• _Exercise goal_:
Extract every line of the material below that contains the string "building", treating uppercase and lowercase as different.
#### Supplied material
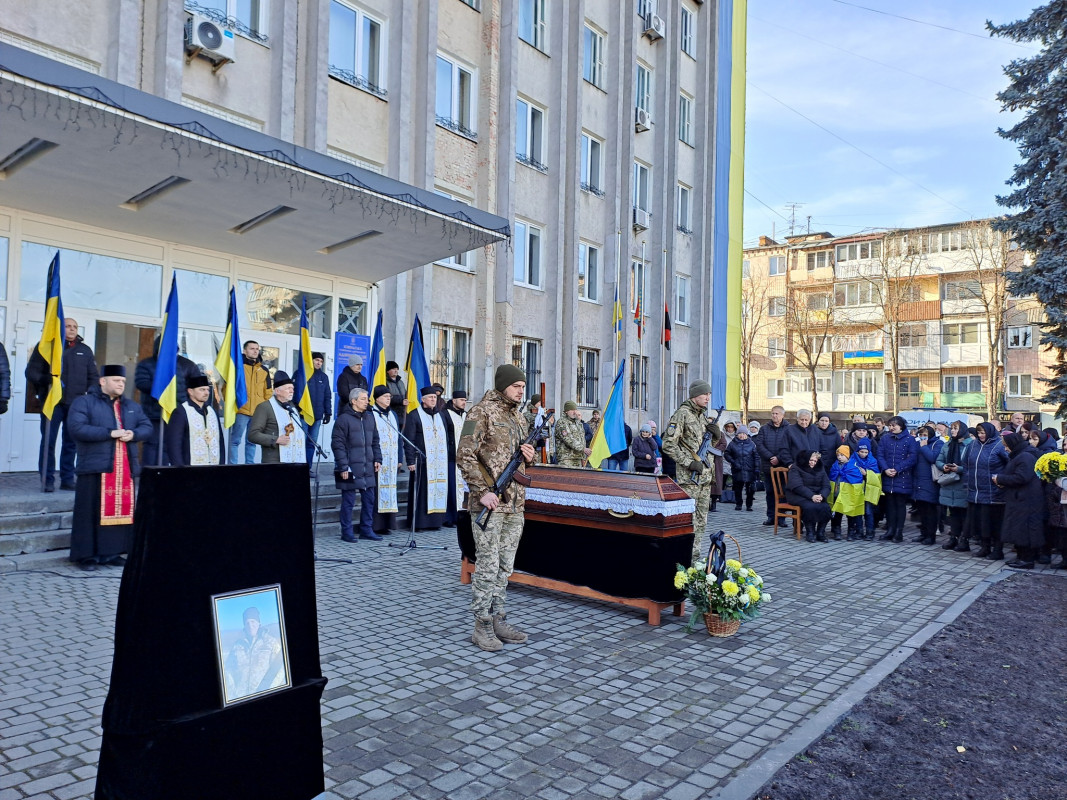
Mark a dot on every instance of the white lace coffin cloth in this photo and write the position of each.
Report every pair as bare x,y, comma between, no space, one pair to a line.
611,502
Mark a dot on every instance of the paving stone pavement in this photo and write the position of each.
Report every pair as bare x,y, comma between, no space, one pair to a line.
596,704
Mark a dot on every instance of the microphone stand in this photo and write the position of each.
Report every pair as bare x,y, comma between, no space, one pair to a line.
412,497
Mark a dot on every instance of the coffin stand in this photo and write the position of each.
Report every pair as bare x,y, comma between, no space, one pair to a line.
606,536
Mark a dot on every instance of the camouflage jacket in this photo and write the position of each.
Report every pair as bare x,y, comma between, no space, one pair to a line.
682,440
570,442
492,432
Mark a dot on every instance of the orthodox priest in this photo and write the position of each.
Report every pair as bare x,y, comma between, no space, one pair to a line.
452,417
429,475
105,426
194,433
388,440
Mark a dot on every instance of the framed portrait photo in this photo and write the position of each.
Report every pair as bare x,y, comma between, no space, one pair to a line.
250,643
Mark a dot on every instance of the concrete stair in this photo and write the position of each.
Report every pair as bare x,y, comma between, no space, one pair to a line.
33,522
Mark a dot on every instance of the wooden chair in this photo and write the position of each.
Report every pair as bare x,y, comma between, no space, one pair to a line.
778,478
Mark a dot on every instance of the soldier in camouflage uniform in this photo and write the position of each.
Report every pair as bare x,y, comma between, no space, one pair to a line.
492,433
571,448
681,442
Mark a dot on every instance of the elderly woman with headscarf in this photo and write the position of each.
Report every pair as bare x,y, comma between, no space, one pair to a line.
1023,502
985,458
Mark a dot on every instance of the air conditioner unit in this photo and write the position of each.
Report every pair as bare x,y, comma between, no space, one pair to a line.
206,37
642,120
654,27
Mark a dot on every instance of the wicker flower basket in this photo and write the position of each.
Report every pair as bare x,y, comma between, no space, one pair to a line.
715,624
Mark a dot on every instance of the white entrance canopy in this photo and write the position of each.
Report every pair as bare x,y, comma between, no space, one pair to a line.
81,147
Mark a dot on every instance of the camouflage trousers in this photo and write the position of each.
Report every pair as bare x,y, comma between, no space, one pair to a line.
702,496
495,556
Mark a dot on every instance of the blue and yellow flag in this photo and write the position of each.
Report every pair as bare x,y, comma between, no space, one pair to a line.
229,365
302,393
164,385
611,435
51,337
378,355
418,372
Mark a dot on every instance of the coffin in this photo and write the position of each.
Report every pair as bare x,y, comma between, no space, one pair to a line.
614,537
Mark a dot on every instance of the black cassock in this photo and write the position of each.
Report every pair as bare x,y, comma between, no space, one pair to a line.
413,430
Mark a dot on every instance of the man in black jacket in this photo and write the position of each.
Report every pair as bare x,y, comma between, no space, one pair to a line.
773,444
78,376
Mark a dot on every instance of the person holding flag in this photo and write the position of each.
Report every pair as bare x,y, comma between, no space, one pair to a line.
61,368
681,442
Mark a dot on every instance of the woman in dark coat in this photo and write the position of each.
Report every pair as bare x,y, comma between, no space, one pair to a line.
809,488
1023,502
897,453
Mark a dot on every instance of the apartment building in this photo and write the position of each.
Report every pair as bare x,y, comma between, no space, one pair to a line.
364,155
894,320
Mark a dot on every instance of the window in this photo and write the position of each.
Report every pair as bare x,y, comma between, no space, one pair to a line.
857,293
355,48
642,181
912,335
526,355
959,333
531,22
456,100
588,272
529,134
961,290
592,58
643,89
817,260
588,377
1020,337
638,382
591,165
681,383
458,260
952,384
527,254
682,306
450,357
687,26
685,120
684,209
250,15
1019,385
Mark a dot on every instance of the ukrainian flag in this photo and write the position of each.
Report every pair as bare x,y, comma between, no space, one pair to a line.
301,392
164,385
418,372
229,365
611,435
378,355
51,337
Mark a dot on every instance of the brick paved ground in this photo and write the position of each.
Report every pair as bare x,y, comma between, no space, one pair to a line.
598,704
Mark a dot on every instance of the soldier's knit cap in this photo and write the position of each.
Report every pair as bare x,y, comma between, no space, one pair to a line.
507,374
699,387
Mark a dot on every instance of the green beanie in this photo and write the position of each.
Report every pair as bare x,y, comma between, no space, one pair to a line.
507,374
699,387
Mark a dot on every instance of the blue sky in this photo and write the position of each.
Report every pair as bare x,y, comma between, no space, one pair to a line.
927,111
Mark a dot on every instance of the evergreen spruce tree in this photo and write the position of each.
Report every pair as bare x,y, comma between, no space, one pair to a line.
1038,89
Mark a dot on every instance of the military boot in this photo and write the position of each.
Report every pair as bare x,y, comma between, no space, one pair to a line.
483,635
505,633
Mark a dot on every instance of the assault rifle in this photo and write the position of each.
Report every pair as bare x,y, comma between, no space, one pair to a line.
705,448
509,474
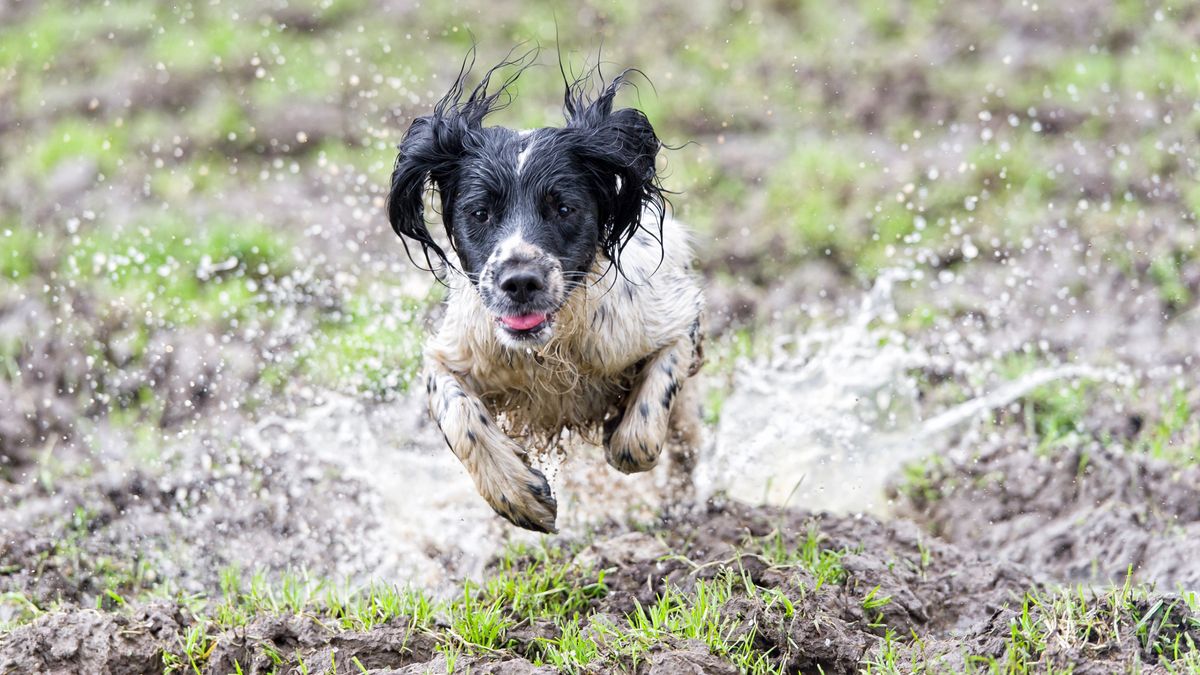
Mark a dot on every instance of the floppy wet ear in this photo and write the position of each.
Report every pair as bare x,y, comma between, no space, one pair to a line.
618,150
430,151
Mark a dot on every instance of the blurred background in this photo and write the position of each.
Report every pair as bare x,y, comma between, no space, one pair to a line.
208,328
########
#### Supplied material
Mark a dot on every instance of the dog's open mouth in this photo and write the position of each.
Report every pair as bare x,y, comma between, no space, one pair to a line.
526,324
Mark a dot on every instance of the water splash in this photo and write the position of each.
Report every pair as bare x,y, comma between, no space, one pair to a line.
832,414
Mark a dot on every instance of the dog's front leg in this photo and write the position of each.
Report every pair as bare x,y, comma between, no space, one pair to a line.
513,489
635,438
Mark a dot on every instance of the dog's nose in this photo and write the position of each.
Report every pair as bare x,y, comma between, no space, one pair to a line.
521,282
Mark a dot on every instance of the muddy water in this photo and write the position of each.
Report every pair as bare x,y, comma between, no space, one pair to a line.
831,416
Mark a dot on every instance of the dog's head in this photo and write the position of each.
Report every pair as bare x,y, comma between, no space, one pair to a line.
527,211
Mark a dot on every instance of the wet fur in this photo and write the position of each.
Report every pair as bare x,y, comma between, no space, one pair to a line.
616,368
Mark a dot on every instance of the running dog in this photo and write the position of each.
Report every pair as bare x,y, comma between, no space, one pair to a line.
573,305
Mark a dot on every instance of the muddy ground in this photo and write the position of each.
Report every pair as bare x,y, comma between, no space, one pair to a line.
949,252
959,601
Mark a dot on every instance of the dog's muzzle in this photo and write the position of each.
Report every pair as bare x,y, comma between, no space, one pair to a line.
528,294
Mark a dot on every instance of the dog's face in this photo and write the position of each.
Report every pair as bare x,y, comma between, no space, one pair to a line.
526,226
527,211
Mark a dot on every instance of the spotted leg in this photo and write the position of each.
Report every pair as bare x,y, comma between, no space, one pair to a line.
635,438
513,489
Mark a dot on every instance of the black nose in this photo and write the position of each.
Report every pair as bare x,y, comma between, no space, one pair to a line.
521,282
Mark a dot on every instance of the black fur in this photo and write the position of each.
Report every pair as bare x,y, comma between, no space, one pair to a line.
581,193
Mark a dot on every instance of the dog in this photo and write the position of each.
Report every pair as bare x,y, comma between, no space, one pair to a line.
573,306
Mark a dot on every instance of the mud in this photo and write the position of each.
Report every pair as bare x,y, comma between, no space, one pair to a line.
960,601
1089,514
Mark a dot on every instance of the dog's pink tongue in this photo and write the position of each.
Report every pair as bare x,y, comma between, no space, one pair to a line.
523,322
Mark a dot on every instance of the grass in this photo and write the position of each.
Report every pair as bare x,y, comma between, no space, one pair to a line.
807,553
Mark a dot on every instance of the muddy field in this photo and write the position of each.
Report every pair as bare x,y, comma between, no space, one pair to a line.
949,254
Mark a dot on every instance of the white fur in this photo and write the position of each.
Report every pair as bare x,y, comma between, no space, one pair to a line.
########
#### Supplied material
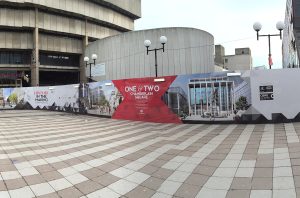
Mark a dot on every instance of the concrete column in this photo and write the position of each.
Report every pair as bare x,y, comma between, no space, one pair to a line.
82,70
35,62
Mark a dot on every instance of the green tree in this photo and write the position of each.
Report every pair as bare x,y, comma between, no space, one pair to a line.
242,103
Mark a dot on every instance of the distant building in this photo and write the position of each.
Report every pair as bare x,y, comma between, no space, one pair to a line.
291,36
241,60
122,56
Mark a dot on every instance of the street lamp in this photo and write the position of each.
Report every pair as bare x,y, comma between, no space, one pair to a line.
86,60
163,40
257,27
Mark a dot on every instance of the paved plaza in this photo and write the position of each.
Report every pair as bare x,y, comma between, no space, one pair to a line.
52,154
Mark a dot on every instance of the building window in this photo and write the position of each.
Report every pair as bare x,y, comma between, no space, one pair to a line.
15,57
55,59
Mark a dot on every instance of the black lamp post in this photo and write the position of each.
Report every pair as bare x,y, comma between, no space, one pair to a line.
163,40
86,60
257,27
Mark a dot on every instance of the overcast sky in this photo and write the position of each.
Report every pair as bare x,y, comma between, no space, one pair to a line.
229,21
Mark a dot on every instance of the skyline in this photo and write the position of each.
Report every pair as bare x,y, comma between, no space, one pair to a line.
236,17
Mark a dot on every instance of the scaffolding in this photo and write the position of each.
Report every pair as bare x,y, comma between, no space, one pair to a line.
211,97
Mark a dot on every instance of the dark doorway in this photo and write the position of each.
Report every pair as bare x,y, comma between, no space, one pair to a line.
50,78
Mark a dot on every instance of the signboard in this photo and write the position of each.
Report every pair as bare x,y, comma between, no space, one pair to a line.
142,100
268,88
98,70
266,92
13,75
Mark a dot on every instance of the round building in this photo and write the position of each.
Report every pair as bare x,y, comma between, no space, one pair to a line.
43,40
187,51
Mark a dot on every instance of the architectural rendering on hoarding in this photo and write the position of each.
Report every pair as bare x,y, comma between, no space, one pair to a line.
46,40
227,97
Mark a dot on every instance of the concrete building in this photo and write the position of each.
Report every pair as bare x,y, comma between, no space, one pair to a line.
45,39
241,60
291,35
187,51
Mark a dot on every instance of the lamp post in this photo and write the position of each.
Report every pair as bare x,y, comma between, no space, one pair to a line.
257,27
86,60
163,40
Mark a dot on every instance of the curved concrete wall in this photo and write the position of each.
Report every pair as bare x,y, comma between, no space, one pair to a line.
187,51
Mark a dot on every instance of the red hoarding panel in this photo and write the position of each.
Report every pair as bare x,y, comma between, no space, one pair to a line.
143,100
########
• _Exercise result_:
Mark a dot on every instance of the apartment building in this photo and write the position of each.
Mark a dot on every instance of the distant building in this photo and write the position of each.
Mark a dot on every instance of the building window in this photo and write the position of each.
Mark a dot on every instance of the round building in this photo and write the position of each.
Mark a dot on every instance of the concrete building in this photo and write the position of each.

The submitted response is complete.